--- START OF INPUT ROWS ---

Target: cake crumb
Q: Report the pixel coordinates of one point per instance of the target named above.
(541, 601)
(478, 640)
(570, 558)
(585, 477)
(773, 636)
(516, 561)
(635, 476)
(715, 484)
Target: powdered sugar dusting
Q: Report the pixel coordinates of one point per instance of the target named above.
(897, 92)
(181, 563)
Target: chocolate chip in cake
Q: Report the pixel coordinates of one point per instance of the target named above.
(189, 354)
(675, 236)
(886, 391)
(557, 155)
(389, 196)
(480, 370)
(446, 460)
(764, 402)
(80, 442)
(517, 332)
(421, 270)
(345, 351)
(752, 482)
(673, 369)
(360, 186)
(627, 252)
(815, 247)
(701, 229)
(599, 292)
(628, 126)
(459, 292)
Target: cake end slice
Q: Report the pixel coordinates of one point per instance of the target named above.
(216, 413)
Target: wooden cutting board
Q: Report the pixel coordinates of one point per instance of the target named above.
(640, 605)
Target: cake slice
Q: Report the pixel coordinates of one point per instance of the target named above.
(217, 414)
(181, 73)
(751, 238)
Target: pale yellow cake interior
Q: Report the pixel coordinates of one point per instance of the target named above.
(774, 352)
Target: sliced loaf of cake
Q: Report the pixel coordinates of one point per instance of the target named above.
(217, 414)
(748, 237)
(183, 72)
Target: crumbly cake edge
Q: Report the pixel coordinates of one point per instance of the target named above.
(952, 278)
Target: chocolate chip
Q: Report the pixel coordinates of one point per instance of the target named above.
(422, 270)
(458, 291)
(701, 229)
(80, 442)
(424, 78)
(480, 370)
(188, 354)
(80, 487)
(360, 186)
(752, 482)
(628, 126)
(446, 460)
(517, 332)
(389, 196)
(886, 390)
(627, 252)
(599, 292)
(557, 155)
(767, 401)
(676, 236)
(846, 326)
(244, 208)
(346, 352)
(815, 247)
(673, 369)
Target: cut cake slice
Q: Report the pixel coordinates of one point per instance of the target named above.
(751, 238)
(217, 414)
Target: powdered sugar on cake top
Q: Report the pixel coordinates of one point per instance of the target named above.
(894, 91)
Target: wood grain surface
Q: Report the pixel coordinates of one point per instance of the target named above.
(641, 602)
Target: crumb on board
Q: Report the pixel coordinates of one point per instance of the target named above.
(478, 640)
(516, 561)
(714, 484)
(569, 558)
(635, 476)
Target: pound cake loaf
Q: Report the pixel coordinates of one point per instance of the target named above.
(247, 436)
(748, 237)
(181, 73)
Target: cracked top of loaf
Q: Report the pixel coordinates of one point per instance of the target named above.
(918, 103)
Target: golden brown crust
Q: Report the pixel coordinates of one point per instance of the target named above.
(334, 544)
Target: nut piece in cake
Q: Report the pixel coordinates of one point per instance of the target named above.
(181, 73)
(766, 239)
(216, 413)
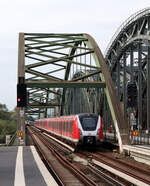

--- END OF INPUT ROWS ---

TASK TO CARRY OUT -
Pull out every line in the rows above that contains the word "board", matching case exactly.

CORRECT OUTPUT -
Target: wooden cutting board
Target: crumb on board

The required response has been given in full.